▸ **Aim**:
Convert the entries from the line with "One dot marks each instance of the backpack" up to and including the line with "[(341, 123)]" into a JSON list of strings, one string per line, with blank lines left out. Include only those lines.

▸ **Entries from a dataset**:
+++
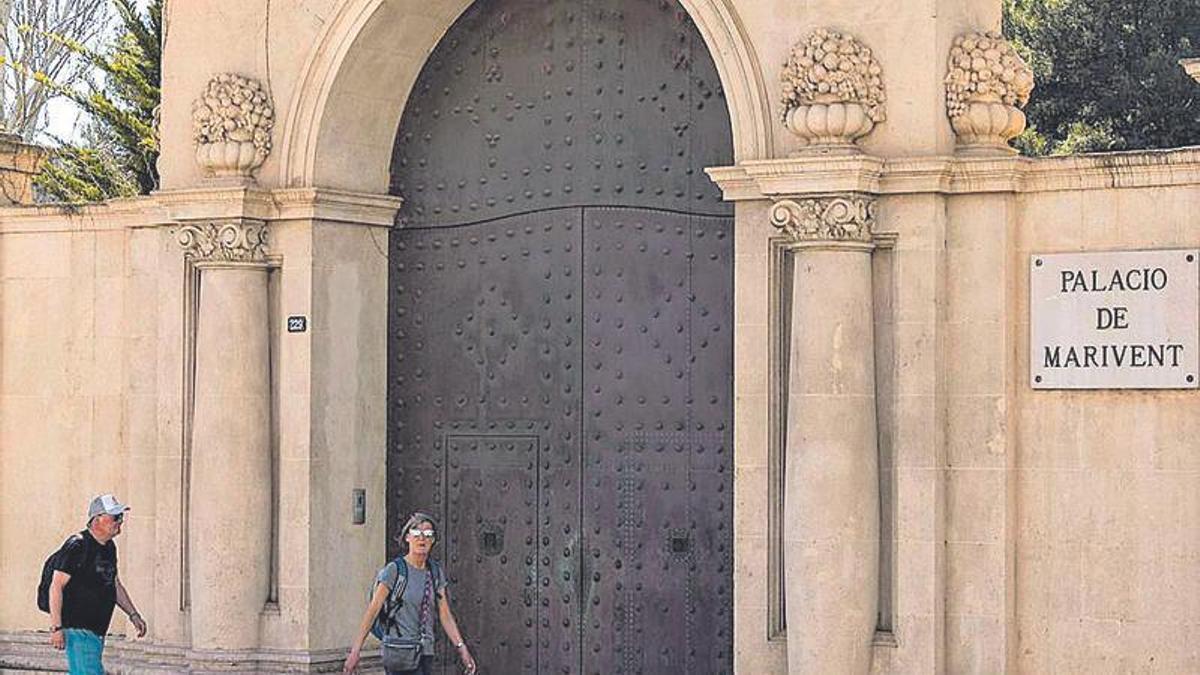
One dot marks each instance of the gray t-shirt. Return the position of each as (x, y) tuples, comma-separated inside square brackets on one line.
[(407, 617)]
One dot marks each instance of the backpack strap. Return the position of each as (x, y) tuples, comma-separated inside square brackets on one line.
[(397, 587)]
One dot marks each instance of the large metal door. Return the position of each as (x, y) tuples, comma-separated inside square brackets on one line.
[(561, 326)]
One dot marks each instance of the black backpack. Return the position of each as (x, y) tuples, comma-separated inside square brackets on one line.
[(48, 567), (395, 598)]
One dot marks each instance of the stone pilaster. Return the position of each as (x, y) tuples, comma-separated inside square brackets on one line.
[(229, 514), (832, 508)]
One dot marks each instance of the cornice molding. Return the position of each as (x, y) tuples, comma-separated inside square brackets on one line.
[(767, 179)]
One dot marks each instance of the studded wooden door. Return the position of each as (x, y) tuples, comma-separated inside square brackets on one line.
[(561, 336)]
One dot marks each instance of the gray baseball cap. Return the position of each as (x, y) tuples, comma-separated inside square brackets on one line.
[(105, 503)]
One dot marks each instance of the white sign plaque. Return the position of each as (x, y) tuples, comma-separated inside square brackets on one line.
[(1120, 320)]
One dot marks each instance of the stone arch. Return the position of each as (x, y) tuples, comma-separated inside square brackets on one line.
[(341, 123)]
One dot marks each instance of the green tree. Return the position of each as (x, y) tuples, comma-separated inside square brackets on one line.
[(118, 154), (1108, 73)]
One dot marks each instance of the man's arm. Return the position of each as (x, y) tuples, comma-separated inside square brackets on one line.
[(126, 604), (57, 583)]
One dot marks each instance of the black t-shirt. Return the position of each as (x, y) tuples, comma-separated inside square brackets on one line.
[(90, 595)]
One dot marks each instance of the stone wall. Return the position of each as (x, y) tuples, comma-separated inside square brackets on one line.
[(1021, 530)]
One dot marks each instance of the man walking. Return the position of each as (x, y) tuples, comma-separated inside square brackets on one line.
[(85, 587)]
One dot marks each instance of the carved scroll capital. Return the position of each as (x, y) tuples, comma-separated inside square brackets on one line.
[(239, 242), (232, 125), (832, 219)]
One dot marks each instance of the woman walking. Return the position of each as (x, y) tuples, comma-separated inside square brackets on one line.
[(408, 590)]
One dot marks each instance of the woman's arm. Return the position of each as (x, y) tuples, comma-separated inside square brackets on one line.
[(373, 607), (451, 627)]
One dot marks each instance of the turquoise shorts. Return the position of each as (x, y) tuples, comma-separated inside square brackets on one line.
[(84, 650)]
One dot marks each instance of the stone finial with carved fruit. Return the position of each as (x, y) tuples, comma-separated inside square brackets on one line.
[(232, 126), (833, 91), (985, 89)]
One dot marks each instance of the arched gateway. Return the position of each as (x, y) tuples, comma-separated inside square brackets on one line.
[(561, 371)]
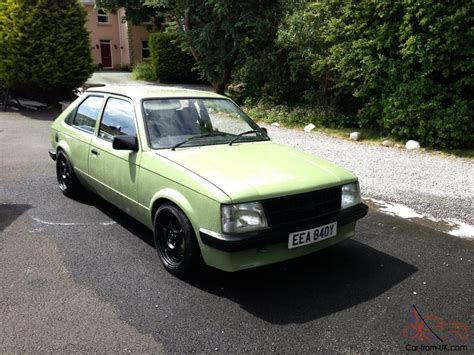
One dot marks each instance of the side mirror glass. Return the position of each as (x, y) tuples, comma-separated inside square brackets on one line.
[(125, 143)]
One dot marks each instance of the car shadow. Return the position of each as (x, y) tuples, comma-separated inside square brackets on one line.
[(310, 287), (44, 114), (10, 212), (294, 291)]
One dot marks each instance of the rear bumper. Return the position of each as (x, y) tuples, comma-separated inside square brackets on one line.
[(278, 234), (52, 154)]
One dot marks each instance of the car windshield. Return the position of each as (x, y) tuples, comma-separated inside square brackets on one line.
[(197, 121)]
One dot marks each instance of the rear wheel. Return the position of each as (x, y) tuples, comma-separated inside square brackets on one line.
[(175, 241), (67, 180)]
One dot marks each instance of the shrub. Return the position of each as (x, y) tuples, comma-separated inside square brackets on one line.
[(143, 71), (170, 63), (403, 67), (45, 48)]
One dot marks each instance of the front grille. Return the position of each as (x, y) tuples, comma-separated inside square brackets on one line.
[(286, 209)]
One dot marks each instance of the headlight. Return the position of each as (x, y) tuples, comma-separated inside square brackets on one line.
[(244, 217), (350, 195)]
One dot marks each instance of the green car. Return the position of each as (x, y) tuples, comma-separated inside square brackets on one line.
[(205, 178)]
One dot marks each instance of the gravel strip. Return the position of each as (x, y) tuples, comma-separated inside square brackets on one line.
[(440, 186)]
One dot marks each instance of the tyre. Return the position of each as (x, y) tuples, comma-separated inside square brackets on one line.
[(175, 241), (67, 180)]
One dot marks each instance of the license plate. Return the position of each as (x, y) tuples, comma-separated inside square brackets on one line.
[(310, 236)]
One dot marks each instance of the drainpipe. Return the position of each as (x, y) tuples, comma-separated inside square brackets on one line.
[(120, 39)]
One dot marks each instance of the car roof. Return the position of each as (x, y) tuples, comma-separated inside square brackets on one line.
[(138, 92)]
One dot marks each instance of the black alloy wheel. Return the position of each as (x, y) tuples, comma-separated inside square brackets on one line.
[(67, 180), (175, 241)]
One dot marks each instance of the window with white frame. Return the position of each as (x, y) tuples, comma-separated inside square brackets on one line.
[(145, 50), (102, 16)]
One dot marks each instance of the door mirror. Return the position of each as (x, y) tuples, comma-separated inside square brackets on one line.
[(125, 143)]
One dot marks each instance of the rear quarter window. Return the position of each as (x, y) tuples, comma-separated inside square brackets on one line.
[(86, 114)]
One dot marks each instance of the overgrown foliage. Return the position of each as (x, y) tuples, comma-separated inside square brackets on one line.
[(143, 71), (403, 67), (170, 63), (45, 48)]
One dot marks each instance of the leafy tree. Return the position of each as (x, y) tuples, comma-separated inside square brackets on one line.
[(169, 62), (218, 33), (45, 51)]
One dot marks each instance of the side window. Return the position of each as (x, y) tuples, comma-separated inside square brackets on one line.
[(87, 113), (117, 119)]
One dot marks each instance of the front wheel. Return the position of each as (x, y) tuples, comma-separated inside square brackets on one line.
[(67, 179), (175, 241)]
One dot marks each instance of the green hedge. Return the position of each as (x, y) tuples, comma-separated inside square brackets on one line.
[(170, 63), (44, 48), (402, 67)]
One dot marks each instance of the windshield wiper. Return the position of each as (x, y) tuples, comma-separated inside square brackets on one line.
[(210, 134), (237, 137)]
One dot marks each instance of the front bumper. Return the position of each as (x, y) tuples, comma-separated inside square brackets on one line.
[(278, 234)]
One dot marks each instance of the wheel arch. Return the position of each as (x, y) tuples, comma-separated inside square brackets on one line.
[(174, 197)]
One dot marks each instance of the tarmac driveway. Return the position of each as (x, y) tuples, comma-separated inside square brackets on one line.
[(79, 275)]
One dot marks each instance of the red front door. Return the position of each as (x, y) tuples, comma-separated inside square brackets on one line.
[(106, 54)]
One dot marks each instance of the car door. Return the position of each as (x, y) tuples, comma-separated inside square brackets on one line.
[(78, 130), (115, 170)]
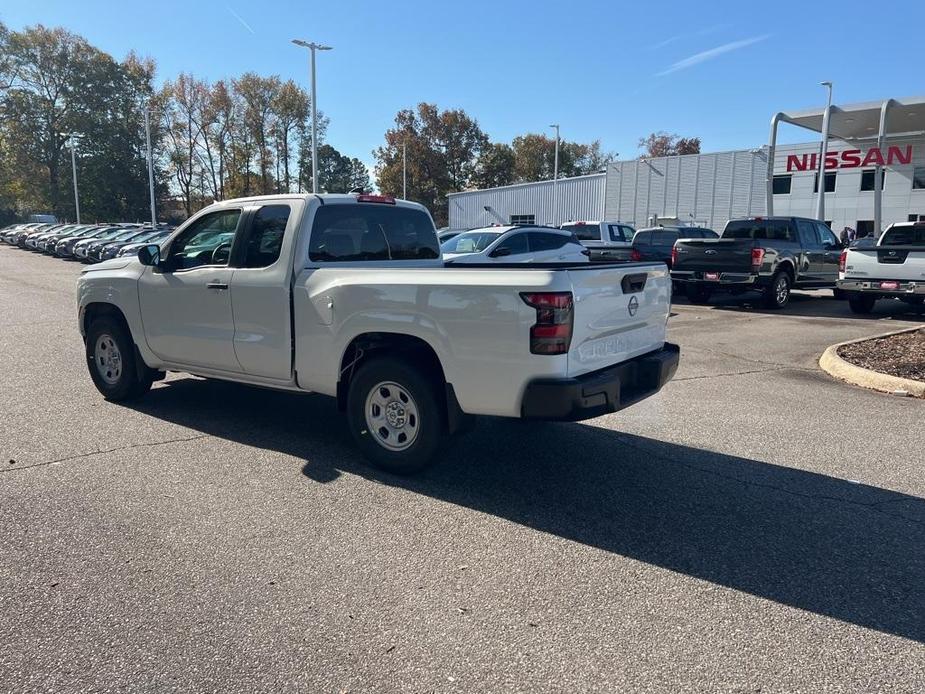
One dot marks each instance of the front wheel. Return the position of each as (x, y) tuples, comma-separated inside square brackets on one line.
[(395, 415), (777, 295), (861, 303), (111, 360)]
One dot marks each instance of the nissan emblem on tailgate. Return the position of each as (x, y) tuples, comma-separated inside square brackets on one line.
[(633, 305)]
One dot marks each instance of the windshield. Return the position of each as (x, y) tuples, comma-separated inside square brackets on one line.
[(585, 232), (470, 242), (904, 236)]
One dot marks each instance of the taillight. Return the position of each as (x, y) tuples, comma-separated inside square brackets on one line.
[(552, 332), (383, 199)]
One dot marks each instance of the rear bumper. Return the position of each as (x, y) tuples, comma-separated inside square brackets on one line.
[(738, 279), (600, 392), (873, 287)]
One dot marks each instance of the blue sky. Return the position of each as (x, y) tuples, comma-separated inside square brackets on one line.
[(613, 71)]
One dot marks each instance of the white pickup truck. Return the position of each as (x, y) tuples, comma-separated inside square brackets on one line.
[(347, 296), (893, 268)]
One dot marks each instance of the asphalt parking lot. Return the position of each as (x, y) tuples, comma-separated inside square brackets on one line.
[(756, 526)]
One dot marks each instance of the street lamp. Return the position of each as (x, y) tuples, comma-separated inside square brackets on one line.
[(555, 178), (313, 47), (72, 141), (823, 150), (150, 164)]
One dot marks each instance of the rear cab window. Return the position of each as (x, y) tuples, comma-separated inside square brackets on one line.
[(370, 231), (584, 232), (904, 236)]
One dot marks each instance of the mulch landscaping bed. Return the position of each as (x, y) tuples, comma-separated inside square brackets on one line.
[(898, 355)]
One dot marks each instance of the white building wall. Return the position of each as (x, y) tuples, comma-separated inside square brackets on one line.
[(849, 204), (707, 189), (580, 197)]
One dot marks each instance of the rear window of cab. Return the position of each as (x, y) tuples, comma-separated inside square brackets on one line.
[(350, 233)]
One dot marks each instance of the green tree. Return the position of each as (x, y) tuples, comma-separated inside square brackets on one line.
[(662, 144), (495, 166), (442, 151), (56, 83)]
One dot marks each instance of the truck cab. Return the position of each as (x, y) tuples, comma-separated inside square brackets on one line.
[(607, 241)]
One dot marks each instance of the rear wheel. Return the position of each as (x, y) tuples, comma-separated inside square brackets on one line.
[(395, 415), (861, 303), (777, 294), (111, 361), (698, 294)]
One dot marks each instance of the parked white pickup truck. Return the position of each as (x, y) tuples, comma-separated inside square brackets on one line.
[(893, 268), (347, 295), (606, 240)]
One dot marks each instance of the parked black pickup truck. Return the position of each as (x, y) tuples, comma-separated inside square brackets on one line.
[(771, 255)]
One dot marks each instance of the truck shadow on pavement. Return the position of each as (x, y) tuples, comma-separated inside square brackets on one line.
[(845, 550), (810, 305)]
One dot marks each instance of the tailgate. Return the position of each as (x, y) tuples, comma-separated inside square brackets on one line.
[(886, 262), (725, 255), (619, 313)]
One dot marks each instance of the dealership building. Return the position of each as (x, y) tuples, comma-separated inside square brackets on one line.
[(874, 176)]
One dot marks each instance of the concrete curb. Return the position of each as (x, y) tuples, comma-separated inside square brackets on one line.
[(843, 370)]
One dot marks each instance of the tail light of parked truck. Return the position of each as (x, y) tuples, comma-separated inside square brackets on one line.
[(552, 332)]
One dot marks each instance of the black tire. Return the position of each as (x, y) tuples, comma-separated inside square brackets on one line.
[(861, 303), (121, 381), (427, 426), (777, 294), (698, 294)]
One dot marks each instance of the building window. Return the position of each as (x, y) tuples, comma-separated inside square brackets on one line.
[(829, 182), (918, 178), (781, 184), (867, 179)]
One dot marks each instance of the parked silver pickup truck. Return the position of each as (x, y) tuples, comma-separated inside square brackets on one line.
[(893, 268)]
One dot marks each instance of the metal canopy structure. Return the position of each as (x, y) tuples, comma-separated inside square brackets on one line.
[(873, 121)]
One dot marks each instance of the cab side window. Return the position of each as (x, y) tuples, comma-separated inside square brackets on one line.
[(808, 236), (207, 241), (265, 239)]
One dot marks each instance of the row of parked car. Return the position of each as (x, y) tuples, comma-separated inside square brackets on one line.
[(766, 255), (582, 241), (89, 243)]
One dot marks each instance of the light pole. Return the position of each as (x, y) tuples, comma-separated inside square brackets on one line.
[(823, 150), (72, 140), (150, 164), (555, 178), (313, 47)]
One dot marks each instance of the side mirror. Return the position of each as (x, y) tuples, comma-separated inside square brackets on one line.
[(150, 255)]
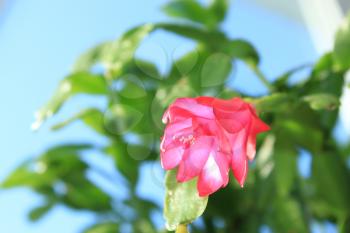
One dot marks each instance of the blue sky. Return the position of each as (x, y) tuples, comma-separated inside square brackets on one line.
[(39, 41)]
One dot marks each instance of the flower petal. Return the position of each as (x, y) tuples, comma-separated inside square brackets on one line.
[(170, 158), (195, 158), (214, 174), (239, 161)]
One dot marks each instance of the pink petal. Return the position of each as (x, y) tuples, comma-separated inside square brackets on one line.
[(251, 144), (170, 158), (239, 163), (233, 122), (195, 158), (214, 174)]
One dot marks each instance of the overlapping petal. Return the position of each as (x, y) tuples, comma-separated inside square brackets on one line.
[(206, 136)]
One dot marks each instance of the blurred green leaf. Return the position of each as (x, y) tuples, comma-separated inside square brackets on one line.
[(287, 216), (106, 227), (331, 178), (282, 80), (127, 165), (120, 118), (312, 140), (78, 83), (242, 50), (341, 52), (24, 176), (91, 117), (187, 9), (219, 8), (216, 70), (322, 101), (39, 212), (273, 103), (193, 10), (182, 202), (80, 193), (212, 39), (114, 55), (285, 169)]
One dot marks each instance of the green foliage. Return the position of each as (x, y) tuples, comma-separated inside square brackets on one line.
[(182, 202), (302, 117)]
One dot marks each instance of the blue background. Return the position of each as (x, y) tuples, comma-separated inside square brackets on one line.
[(39, 41)]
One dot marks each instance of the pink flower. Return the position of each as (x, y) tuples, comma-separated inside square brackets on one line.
[(205, 136)]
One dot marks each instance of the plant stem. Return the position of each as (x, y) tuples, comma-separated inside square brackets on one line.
[(181, 229)]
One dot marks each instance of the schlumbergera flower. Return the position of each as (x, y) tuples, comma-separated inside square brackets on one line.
[(206, 136)]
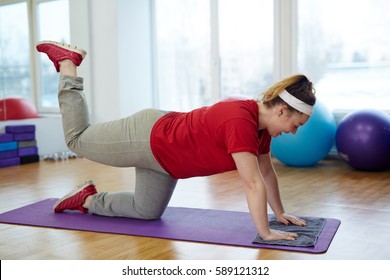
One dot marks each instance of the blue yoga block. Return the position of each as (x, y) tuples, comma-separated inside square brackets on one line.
[(24, 144), (9, 162), (6, 137), (29, 159), (7, 146), (9, 154), (20, 128), (28, 151), (24, 136)]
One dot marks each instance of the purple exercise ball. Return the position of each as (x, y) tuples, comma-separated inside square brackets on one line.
[(363, 140)]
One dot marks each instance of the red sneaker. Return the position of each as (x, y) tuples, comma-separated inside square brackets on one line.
[(60, 51), (75, 199)]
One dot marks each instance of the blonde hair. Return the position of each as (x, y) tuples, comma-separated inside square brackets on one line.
[(297, 85)]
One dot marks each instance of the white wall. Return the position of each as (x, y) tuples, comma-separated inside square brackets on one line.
[(120, 58), (135, 56)]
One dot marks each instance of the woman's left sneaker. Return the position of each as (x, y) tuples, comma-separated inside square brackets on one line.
[(75, 199), (59, 51)]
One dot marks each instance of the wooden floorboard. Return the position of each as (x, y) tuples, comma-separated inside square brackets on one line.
[(361, 200)]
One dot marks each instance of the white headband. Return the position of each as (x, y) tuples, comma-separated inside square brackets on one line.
[(296, 103)]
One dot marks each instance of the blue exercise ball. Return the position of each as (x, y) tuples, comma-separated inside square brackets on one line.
[(312, 142), (363, 140)]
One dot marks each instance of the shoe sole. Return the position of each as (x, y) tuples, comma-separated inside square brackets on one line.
[(68, 47), (72, 193)]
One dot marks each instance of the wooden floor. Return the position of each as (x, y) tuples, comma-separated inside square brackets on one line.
[(361, 200)]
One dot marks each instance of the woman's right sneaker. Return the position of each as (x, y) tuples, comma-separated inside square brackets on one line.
[(59, 51)]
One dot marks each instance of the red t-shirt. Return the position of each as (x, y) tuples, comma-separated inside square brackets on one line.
[(200, 142)]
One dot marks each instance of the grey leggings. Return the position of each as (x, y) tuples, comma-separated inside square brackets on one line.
[(123, 143)]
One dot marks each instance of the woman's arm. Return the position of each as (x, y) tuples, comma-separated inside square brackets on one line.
[(273, 195), (256, 195)]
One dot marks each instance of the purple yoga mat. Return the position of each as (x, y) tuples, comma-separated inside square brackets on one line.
[(177, 223)]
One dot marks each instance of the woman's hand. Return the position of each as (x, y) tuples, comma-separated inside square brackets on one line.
[(287, 219), (280, 235)]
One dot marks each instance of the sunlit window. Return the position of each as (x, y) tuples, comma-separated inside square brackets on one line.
[(53, 24), (18, 77), (15, 80), (344, 46), (246, 46), (185, 53), (183, 50)]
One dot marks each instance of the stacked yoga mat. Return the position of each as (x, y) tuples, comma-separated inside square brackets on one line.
[(18, 145)]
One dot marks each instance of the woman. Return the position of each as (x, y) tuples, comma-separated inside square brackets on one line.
[(167, 146)]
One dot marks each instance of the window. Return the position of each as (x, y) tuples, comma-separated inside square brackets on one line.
[(343, 46), (201, 43), (183, 53), (15, 79), (53, 24), (246, 46), (20, 76)]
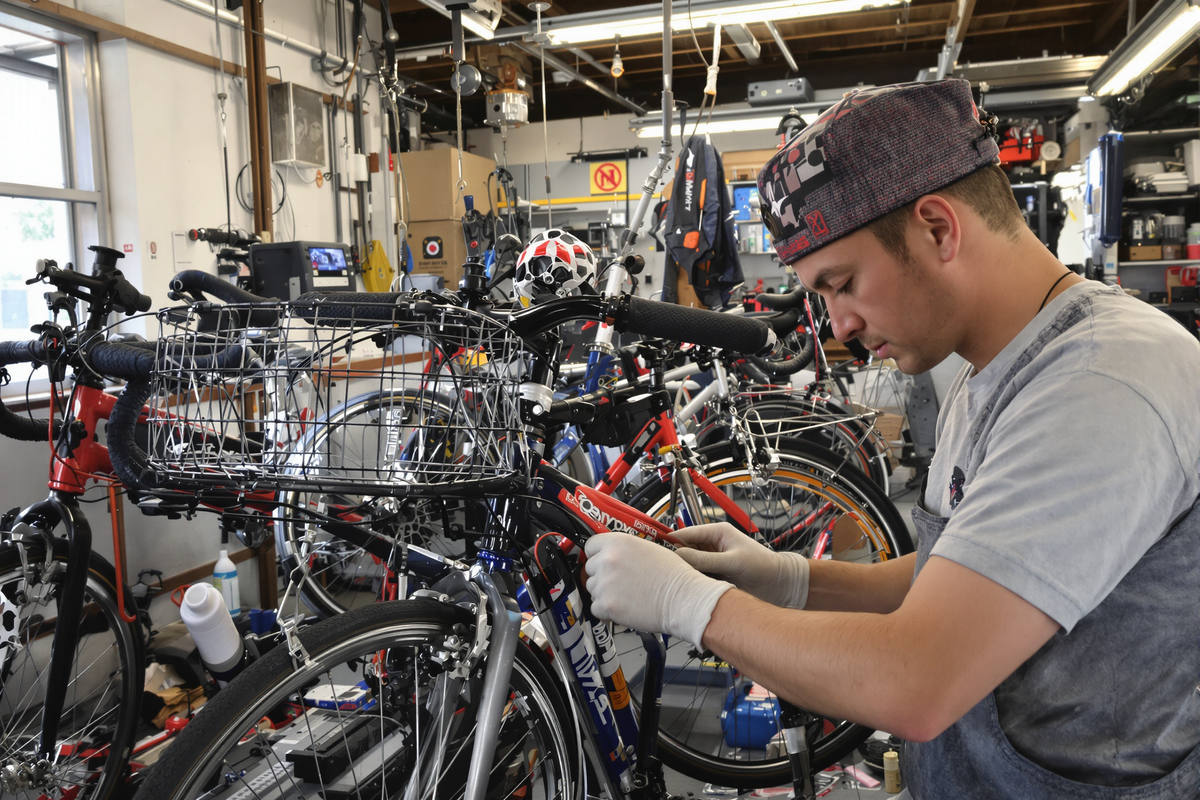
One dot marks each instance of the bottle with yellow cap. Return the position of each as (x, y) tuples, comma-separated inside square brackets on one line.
+++
▸ **Output**:
[
  "One dot marks each instance of the backpack strap. Return the position of each as (x, y) tuples, comma-separated inside square brackets on one line.",
  "[(397, 587)]",
  "One dot marks each instance of the large metal door. Return the position of each as (x, y) tuples, comma-separated inside square brackets on one line.",
  "[(561, 326)]",
  "One dot marks each instance of the black backpack. Return the position of each as (x, y) tuples, comma-separated inside square brackets on one line.",
  "[(48, 567), (395, 598)]",
  "One dot marks each instance of the stone pilaster. Return the position of each as (x, y) tuples, comma-separated inside square brackets on one line.",
  "[(229, 514), (832, 508)]",
  "One dot marks each instance of the cornice molding. Return the position of each as (x, y) tuples, comma-separated inside square brackets on one line.",
  "[(767, 179)]",
  "One dot marks each instance of the studded wooden door. Return the position of each as (x, y) tuples, comma-separated inside square brackets on one line.",
  "[(561, 336)]",
  "One dot marks each instance of the gray baseball cap. Return the position of each as (x, y) tuples, comma-separated inside square brackets on one line.",
  "[(105, 503)]",
  "One dot marks each instance of the white sign plaque. Return the position of each as (x, y) tuples, comma-separated inside square brackets on one line.",
  "[(1120, 320)]",
  "One dot marks each instance of the stone arch. Return the position of each as (x, y) tuples, comma-separated inside square brackets on one line.",
  "[(341, 123)]"
]